Start of INPUT FOR THIS TASK

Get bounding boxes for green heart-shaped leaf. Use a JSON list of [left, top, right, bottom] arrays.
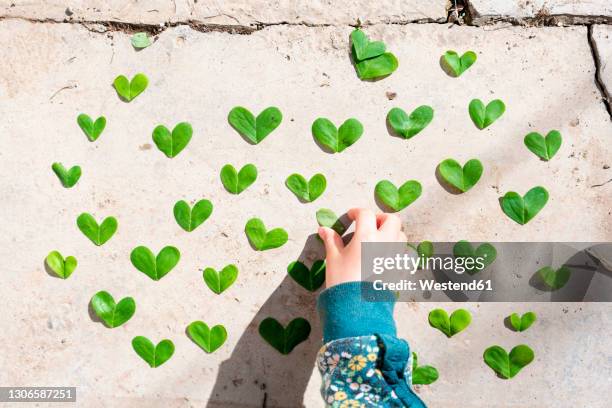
[[375, 179, 422, 212], [130, 246, 180, 281], [316, 208, 348, 236], [350, 29, 386, 60], [220, 163, 257, 194], [228, 106, 282, 144], [152, 122, 193, 158], [132, 336, 174, 368], [203, 264, 238, 294], [469, 99, 505, 129], [113, 73, 148, 102], [285, 173, 326, 202], [131, 32, 152, 49], [428, 308, 471, 337], [90, 290, 135, 328], [537, 266, 571, 290], [51, 162, 81, 188], [387, 106, 434, 139], [483, 345, 534, 379], [259, 317, 311, 355], [245, 218, 288, 251], [312, 118, 363, 153], [441, 50, 477, 77], [411, 352, 439, 385], [509, 312, 537, 332], [173, 199, 213, 232], [417, 241, 434, 258], [287, 260, 325, 292], [45, 250, 77, 279], [187, 321, 227, 353], [77, 213, 118, 246], [524, 130, 562, 161], [453, 241, 497, 275], [77, 113, 106, 141], [438, 158, 483, 193], [355, 53, 399, 80], [501, 186, 549, 225]]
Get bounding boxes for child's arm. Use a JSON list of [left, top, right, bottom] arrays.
[[316, 208, 426, 408]]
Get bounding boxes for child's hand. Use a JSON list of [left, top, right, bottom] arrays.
[[318, 208, 407, 288]]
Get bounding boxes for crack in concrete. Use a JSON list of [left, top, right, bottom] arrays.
[[587, 24, 612, 120], [590, 178, 612, 188]]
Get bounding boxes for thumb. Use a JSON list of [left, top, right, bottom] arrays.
[[318, 227, 344, 255]]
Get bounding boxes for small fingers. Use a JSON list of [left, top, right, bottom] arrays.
[[376, 213, 402, 234], [318, 227, 344, 256], [347, 208, 377, 237]]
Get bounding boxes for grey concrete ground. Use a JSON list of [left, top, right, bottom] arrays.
[[0, 1, 611, 407]]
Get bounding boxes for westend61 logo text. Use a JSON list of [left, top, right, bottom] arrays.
[[372, 254, 487, 275]]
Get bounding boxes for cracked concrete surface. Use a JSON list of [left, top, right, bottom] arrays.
[[1, 3, 611, 408], [592, 25, 612, 114]]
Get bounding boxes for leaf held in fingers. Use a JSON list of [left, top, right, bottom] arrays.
[[132, 336, 174, 367], [375, 179, 422, 212], [173, 199, 213, 232], [411, 352, 439, 385], [428, 308, 471, 337], [312, 118, 363, 153], [524, 131, 562, 161], [259, 317, 311, 355], [187, 321, 227, 353], [287, 260, 326, 292], [130, 246, 180, 281], [113, 73, 148, 102], [469, 99, 505, 129], [387, 106, 434, 139], [285, 173, 327, 202], [537, 266, 571, 290], [316, 208, 348, 236], [77, 213, 117, 246], [228, 106, 282, 144], [52, 162, 81, 188], [483, 345, 534, 379], [220, 163, 258, 194], [438, 158, 483, 192], [441, 50, 477, 77], [203, 264, 239, 294], [509, 312, 537, 332], [90, 290, 135, 328], [45, 250, 77, 279], [245, 218, 288, 251], [152, 122, 193, 158], [501, 186, 549, 225], [453, 241, 497, 275], [77, 113, 106, 141]]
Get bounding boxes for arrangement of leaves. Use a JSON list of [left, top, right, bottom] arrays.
[[387, 106, 434, 139], [312, 118, 363, 153], [131, 32, 152, 49], [132, 336, 174, 367], [173, 199, 213, 232], [152, 122, 193, 158], [524, 130, 562, 161], [187, 321, 227, 353], [537, 266, 571, 290], [428, 308, 471, 338], [244, 218, 288, 251], [228, 106, 282, 144], [438, 158, 483, 193], [285, 173, 326, 203], [509, 312, 537, 332], [220, 163, 257, 194], [90, 290, 135, 328], [52, 163, 81, 188], [483, 345, 534, 379], [441, 50, 477, 77], [350, 28, 398, 80], [469, 99, 505, 129], [203, 264, 239, 294], [316, 208, 348, 236], [453, 241, 497, 275], [45, 251, 77, 279], [77, 113, 106, 141], [259, 317, 311, 355], [77, 213, 118, 246], [113, 73, 148, 102], [411, 352, 439, 385], [287, 260, 325, 292], [375, 179, 422, 212], [130, 246, 180, 281], [501, 186, 549, 225]]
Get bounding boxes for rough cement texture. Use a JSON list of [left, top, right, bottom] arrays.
[[1, 10, 611, 408], [0, 0, 448, 25], [592, 25, 612, 109]]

End of INPUT FOR THIS TASK

**TASK TO COMPLETE:**
The pictures stay out; everything else in the records above must be repeated exactly.

**PROBLEM SOLUTION:**
Get bounding boxes for green heart-shaped leaf. Use a JSON list of [left, top, right, bottom] arrays.
[[375, 179, 422, 212], [130, 246, 180, 281], [316, 208, 348, 236], [350, 29, 386, 60], [220, 163, 257, 194], [228, 106, 282, 144], [152, 122, 193, 158], [132, 336, 174, 368], [203, 264, 238, 294], [469, 99, 505, 129], [113, 73, 148, 102], [285, 173, 326, 202], [131, 32, 152, 49], [428, 308, 471, 337], [90, 290, 135, 328], [537, 266, 571, 290], [51, 162, 81, 188], [387, 106, 434, 139], [483, 345, 534, 379], [259, 317, 311, 355], [245, 218, 288, 251], [312, 118, 363, 153], [441, 50, 477, 77], [411, 352, 439, 385], [509, 312, 537, 332], [173, 199, 213, 232], [417, 241, 434, 258], [287, 260, 325, 292], [45, 250, 77, 279], [187, 321, 227, 353], [77, 213, 118, 246], [524, 130, 562, 161], [453, 241, 497, 275], [77, 113, 106, 141], [438, 158, 483, 193], [355, 53, 399, 80], [501, 186, 549, 225]]
Get bounding boxes for child's arm. Use a JSON list of [left, top, right, bottom] arrays.
[[316, 208, 426, 408]]
Get bounding boxes for child's hand. Use a JSON list of [left, top, right, bottom] arrays.
[[318, 208, 407, 288]]
Get bounding boxes for crack in concrete. Use a JSON list of [left, top, right, bottom] arrays.
[[587, 24, 612, 120], [590, 178, 612, 188]]
Get bounding boxes for thumb. Use a JSON list of [left, top, right, bottom] arrays.
[[318, 227, 344, 255]]
Get bounding boxes for small fingers. Use a JSON list of [left, top, right, bottom] arrays.
[[376, 213, 402, 234], [318, 227, 344, 256], [347, 208, 377, 237]]
Get bounding boxes for grey concrete ground. Use a JSON list of [left, top, right, bottom] arrays.
[[0, 1, 611, 407]]
Get bounding boxes for westend61 logo text. Use a JSON list of [left, top, right, bottom] arrays.
[[372, 254, 487, 275]]
Get bounding boxes for cracked concrete surface. Use a JSON list of [left, top, right, bottom] arrays.
[[1, 3, 611, 408], [592, 25, 612, 114]]
Get bounding boxes for leaf held in fingers. Use a JSON list of [left, top, right, bottom] arrays.
[[132, 336, 174, 367], [375, 179, 422, 212], [173, 199, 213, 232], [411, 352, 439, 385], [428, 308, 471, 337], [312, 118, 363, 153], [524, 131, 562, 161], [259, 317, 311, 355], [187, 321, 227, 353], [287, 260, 326, 292], [130, 246, 180, 281], [113, 73, 148, 102], [469, 99, 505, 129], [387, 106, 434, 139], [285, 173, 327, 202], [537, 266, 571, 290], [316, 208, 348, 236], [77, 213, 117, 246], [228, 106, 282, 144], [52, 162, 81, 188], [483, 345, 534, 379], [220, 163, 258, 194], [438, 158, 483, 192], [441, 50, 477, 77], [203, 264, 239, 294], [509, 312, 537, 332], [90, 290, 135, 328], [45, 250, 77, 279], [245, 218, 288, 251], [152, 122, 193, 158], [501, 186, 549, 225], [453, 241, 497, 275], [77, 113, 106, 141]]
Get bounding boxes for arrangement of leaves. Use a JSON list of [left, top, right, bottom] arrays.
[[387, 106, 434, 139], [312, 118, 363, 153], [131, 32, 152, 49], [132, 336, 174, 367], [173, 199, 213, 232], [152, 122, 193, 158], [524, 130, 562, 161], [187, 321, 227, 353], [537, 266, 571, 290], [428, 308, 471, 338], [244, 218, 288, 251], [228, 106, 282, 144], [438, 158, 483, 193], [285, 173, 326, 203], [509, 312, 537, 332], [220, 163, 257, 194], [90, 290, 135, 328], [52, 163, 81, 188], [483, 345, 534, 379], [441, 50, 477, 77], [350, 28, 398, 80], [469, 99, 505, 129], [203, 264, 239, 294], [316, 208, 348, 236], [453, 241, 497, 275], [45, 251, 77, 279], [77, 113, 106, 141], [259, 317, 311, 355], [77, 213, 118, 246], [113, 73, 148, 102], [411, 352, 439, 385], [287, 260, 325, 292], [375, 179, 422, 212], [130, 246, 180, 281], [501, 186, 549, 225]]
Get bounding boxes for rough cement texture. Use a JSON list of [left, top, right, bottom] arrays.
[[1, 10, 611, 408], [0, 0, 448, 25], [592, 25, 612, 109]]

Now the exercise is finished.